**Stated exercise**. Update the entries below by replacing every "bounding box" with "pixel coordinates". Give all the lines again with nothing else changed.

○ ○ ○ ○ ○

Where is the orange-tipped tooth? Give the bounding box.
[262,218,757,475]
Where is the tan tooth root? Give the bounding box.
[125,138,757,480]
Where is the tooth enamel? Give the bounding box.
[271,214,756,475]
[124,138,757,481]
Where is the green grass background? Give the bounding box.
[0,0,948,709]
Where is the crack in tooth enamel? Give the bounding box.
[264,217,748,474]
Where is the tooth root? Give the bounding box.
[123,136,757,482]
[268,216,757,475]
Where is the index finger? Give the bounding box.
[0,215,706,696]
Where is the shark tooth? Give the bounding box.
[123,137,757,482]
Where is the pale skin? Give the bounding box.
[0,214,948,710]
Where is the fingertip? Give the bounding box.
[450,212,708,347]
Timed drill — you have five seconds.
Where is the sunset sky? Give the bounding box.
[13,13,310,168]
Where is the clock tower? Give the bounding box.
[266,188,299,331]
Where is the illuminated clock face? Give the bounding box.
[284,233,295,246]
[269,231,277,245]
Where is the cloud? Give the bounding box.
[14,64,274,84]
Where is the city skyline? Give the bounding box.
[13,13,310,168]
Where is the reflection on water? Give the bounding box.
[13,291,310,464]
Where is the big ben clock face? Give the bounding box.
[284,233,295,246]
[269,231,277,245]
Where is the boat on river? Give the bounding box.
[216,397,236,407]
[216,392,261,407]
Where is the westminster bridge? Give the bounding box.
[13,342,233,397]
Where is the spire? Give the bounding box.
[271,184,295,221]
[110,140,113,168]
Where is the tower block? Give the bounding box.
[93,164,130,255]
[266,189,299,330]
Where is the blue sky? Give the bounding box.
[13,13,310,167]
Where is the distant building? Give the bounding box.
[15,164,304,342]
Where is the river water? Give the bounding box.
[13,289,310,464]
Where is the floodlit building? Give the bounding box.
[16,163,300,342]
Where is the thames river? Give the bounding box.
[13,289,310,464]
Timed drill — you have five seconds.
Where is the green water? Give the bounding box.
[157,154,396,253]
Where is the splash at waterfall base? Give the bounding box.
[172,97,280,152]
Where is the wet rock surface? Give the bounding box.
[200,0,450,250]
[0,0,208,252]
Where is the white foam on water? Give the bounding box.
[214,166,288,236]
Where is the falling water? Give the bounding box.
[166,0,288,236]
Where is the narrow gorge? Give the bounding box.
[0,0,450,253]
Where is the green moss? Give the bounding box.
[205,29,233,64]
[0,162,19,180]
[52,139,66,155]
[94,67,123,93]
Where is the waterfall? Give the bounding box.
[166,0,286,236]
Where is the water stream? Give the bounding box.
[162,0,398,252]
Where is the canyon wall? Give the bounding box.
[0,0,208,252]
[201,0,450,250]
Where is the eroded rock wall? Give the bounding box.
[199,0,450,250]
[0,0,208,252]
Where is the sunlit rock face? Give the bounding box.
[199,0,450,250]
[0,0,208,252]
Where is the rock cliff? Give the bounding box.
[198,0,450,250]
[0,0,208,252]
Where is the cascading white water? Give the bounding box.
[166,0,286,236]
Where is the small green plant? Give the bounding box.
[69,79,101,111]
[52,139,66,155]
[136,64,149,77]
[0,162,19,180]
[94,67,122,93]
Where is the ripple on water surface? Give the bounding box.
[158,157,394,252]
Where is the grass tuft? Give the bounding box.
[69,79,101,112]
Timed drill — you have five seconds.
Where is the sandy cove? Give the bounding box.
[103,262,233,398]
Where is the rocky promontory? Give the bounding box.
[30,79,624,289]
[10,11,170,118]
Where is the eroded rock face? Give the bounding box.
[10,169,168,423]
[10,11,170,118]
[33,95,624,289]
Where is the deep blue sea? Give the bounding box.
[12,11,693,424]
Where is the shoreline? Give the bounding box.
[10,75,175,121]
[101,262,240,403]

○ ○ ○ ○ ○

**Finished answer**.
Where is the orange-tipped tooth? Give the pixel coordinates.
[262,218,757,475]
Where is the tan tooth root? Give the pixel coordinates.
[125,138,757,480]
Where is the tooth enamel? Give the pixel coordinates.
[271,214,756,475]
[124,138,757,481]
Where is the green grass background? Give the pixel coordinates.
[0,0,948,709]
Where is the crack in tooth enamel? Give the pixel coordinates.
[264,217,748,474]
Where is the tooth root? Give the pixel coordinates.
[123,136,757,482]
[268,216,757,475]
Where is the index finger? Give the pixel coordinates.
[0,215,706,696]
Where is the shark tooth? Give the pixel coordinates.
[123,137,757,482]
Where is the pale skin? Give the pixel coordinates.
[0,214,948,710]
Where is the fingertip? Give the pixel coordinates.
[450,212,708,347]
Timed drill — you have five seconds.
Where is the sunset sky? Give the pixel coordinates.
[13,13,310,168]
Where is the clock tower? Give the pixel coordinates.
[266,188,299,331]
Where is the illuminated clock face? Give the pixel coordinates.
[284,233,295,246]
[269,231,277,245]
Where is the cloud? Give the pixel coordinates.
[14,64,274,84]
Where is the city skyline? Give the pixel coordinates.
[13,13,310,168]
Where is the reflection on water? Give the pixel coordinates.
[13,291,310,464]
Where is the big ben clock face? Give the pixel coordinates.
[284,233,295,246]
[269,231,277,245]
Where is the boat on river? Give the pixel coordinates.
[216,397,236,407]
[216,392,261,407]
Where is the westminster bridge? Give the pixel coordinates.
[13,342,233,397]
Where is the spire? Give the pixel coordinates.
[271,184,295,221]
[110,140,113,168]
Where is the tower block? Give the pixel coordinates.
[93,164,130,255]
[266,189,299,330]
Where is the blue sky? Give the pixel coordinates.
[13,13,310,167]
Where is the distant building? Give the pixel coordinates.
[15,164,304,342]
Where is the river water? Give the pixel coordinates.
[13,289,310,464]
Where is the floodlit building? Give the pixel coordinates.
[16,163,300,342]
Where is the thames river? Give the pixel coordinates.
[13,289,310,464]
Timed drill — you have five seconds.
Where is the green water? Give the pixel coordinates.
[157,154,396,253]
Where is the splash at waterfall base? Give the pixel coordinates.
[172,97,280,152]
Where is the wet rock surface? Give the pixel coordinates.
[200,0,450,250]
[0,0,208,252]
Where is the white foam on water? Give the pixel coordinates.
[214,166,288,236]
Where is the falling water? Give the pixel coordinates.
[166,0,288,236]
Where is the narrow gorge? Give the pixel coordinates.
[0,0,450,253]
Where is the green moss? Give the pixel coordinates.
[205,29,233,64]
[0,162,19,180]
[52,139,66,155]
[94,67,123,93]
Where is the waterfall? Give the pixel coordinates.
[166,0,286,236]
Where is the water stream? Give the pixel coordinates.
[162,0,398,252]
Where is the canyon wall? Give the pixel coordinates.
[0,0,208,252]
[201,0,450,250]
Where is the eroded rock wall? Give the pixel coordinates.
[199,0,450,250]
[0,0,208,252]
Where is the sunlit rock face? Give the pixel coordinates.
[199,0,450,250]
[0,0,208,252]
Where is the rock cliff? Give the pixel coordinates.
[198,0,450,250]
[0,0,208,252]
Where is the cascading white water? Give the pixel coordinates.
[166,0,286,236]
Where is the small green plant? Give the pixel coordinates.
[69,79,101,111]
[52,139,66,155]
[136,64,149,77]
[0,162,19,180]
[94,67,122,93]
Where is the ripple on water surface? Give the pixel coordinates.
[158,157,394,252]
Where is the grass tuft? Give the pixel coordinates.
[69,79,101,112]
Timed drill — you have five seconds.
Where is the sandy cove? Give the pixel coordinates.
[103,262,233,398]
Where is the rocky promontory? Give the pixel coordinates.
[30,79,624,289]
[10,11,170,118]
Where is the eroded rock face? Give the pixel coordinates.
[10,169,168,423]
[10,11,170,118]
[33,95,624,289]
Where is the deep blue sea? Give the pixel coordinates.
[12,11,693,424]
Where is the shoreline? Give the pixel coordinates.
[10,75,175,121]
[101,262,240,403]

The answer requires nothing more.